The problem - Copy the following material word for word, starting at the line that contains "of the tall" and ending with the final line of the material.

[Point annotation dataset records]
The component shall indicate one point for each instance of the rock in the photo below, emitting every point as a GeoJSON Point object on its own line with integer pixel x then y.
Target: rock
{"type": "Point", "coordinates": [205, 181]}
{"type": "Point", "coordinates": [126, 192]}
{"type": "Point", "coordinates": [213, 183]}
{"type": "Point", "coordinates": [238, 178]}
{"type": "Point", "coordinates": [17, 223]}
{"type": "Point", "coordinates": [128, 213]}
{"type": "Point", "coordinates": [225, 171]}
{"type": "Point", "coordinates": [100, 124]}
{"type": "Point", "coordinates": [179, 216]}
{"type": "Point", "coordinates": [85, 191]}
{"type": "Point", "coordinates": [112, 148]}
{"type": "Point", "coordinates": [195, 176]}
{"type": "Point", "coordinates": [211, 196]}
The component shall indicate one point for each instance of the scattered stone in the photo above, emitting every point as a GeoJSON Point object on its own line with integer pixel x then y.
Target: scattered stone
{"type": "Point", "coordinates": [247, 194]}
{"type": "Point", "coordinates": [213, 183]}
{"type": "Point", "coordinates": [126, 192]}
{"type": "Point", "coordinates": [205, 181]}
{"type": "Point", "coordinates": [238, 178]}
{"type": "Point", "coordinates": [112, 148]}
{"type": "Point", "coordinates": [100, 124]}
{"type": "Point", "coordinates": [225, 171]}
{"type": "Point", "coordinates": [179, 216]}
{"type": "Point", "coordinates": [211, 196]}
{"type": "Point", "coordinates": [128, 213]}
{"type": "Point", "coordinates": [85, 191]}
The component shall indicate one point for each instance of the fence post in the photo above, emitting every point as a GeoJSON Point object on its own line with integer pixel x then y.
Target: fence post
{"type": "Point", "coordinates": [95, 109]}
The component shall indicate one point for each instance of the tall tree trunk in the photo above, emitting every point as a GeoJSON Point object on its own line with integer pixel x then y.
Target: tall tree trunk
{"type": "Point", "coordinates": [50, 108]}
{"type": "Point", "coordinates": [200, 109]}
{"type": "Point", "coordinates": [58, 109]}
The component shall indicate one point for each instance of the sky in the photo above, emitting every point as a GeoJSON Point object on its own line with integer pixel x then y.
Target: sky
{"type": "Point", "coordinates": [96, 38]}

Response to the task -
The component shall indicate one point for each instance of the tall tree trunk in the photo above, emitting every point as a GeoJSON Point object on its own line with integer pixel x then y.
Target: tall tree trunk
{"type": "Point", "coordinates": [50, 108]}
{"type": "Point", "coordinates": [200, 109]}
{"type": "Point", "coordinates": [58, 109]}
The component shall indicate one point for each instance of the sky in the photo above, emitting every point as a GeoJSON Point object on its own line with integer pixel x then y.
Target: sky
{"type": "Point", "coordinates": [96, 38]}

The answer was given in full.